This week we read the parsha of Chayai Sarah: "And the life of Sarah was one hundred and twenty seven years.[23:1]" The parsha begins with Sarah's death and Avrohom's subsequent acquisition of Ma'aras Hamachpelah {the Tomb of the Patriarchs} for her burial.

Immediately afterwards, the Torah tells of Avrohom sending his servant, Eliezer, to find the proper wife for his son, Yitzchok. Avrohom wanted to ensure an appropriate partner with whom Yitzchok could continue the world-shaping path that he had begun. He therefore had his servant, Eliezer, swear not to take a Canaanite girl as a wife for Yitzchok. "Rather, to my land and birthplace you shall go.[24:4]"

Juxtaposed between these two episodes is the following passuk {verse}: "And Avrohom was old, 'ba ba'yamim' {having come in days}, and Hashem had blessed Avrohom with 'kol' {all}.[24:1]"

The Ramban explains that this passuk supplies the reason why Avrohom felt compelled to have Eliezer swear. He saw himself advancing in years and he was concerned that he might leave this world before Eliezer would return. He therefore had Eliezer swear in order to 'lock in' his choice of Yitzchok's future wife's nationality.

However, this term of 'ba ba'yamim', meaning, having come or advanced in days seems a bit strange. The passuk had already said that Avrohom was old. Isn't every old person 'ba ba'yamim'? Furthermore, we only find this expression by Avrohom. Although it says that Yitzchok became old, it doesn't say that he was 'ba ba'yamim'.

What is the meaning and significance of this term as it relates specifically to Avrohom?

We know that the attribute which Avrohom exemplified and perfected was that of chessed {acts of kindness}. The Shla"h writes that a Jew must perform at least one act of chessed each day in order for it to be considered a day. Without at least one chessed, it's as if that day didn't exist.

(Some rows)
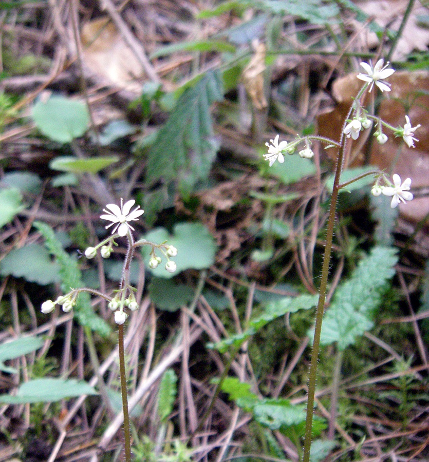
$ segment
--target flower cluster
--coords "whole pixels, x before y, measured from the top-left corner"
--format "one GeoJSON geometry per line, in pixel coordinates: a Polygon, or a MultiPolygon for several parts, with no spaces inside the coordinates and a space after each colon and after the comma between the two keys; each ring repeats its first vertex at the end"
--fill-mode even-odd
{"type": "Polygon", "coordinates": [[[392,200],[390,202],[390,207],[395,208],[397,207],[401,202],[405,204],[406,201],[413,200],[414,196],[413,193],[409,192],[409,188],[411,186],[411,179],[407,178],[402,183],[399,175],[395,174],[392,177],[393,183],[388,181],[385,178],[384,181],[388,185],[388,186],[381,185],[379,184],[380,179],[377,180],[376,184],[371,189],[371,193],[376,197],[381,194],[384,196],[391,196],[392,200]]]}

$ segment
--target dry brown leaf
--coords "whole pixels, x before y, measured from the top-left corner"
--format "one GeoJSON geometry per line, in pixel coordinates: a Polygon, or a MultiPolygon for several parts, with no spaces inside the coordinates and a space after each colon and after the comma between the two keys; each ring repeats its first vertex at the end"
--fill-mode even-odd
{"type": "Polygon", "coordinates": [[[108,18],[87,23],[81,40],[83,59],[91,70],[129,91],[141,90],[135,81],[143,75],[143,69],[108,18]]]}
{"type": "MultiPolygon", "coordinates": [[[[402,138],[395,138],[391,132],[385,130],[389,137],[388,141],[382,146],[376,142],[372,143],[369,162],[389,172],[398,156],[393,172],[397,173],[403,180],[411,178],[413,180],[412,190],[413,188],[429,187],[429,119],[427,117],[429,108],[429,72],[396,72],[389,78],[388,82],[391,84],[391,91],[388,94],[385,92],[383,94],[379,115],[394,127],[403,127],[407,114],[413,126],[418,124],[421,125],[415,133],[419,141],[415,143],[415,148],[409,148],[402,138]],[[424,92],[426,94],[423,94],[424,92]],[[409,108],[406,111],[405,108],[407,106],[409,108]]],[[[321,135],[333,140],[339,139],[344,118],[351,104],[352,97],[357,94],[361,85],[362,82],[356,79],[354,74],[338,79],[334,83],[332,94],[339,104],[334,109],[318,118],[319,132],[321,135]]],[[[374,94],[373,91],[371,95],[374,94]]],[[[366,102],[368,102],[369,99],[367,98],[366,102]]],[[[353,143],[352,149],[358,152],[351,154],[351,158],[354,158],[351,165],[361,165],[364,163],[364,142],[368,132],[361,133],[358,140],[353,143]]],[[[411,202],[401,204],[399,206],[404,216],[413,221],[419,221],[429,213],[429,198],[416,198],[411,202]]]]}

WORK REQUIRED:
From the text on the parsha of Chayai Sarah, write out the part that opens with the words containing "The Ramban explains" and closes with "future wife's nationality.".

FULL ANSWER:
The Ramban explains that this passuk supplies the reason why Avrohom felt compelled to have Eliezer swear. He saw himself advancing in years and he was concerned that he might leave this world before Eliezer would return. He therefore had Eliezer swear in order to 'lock in' his choice of Yitzchok's future wife's nationality.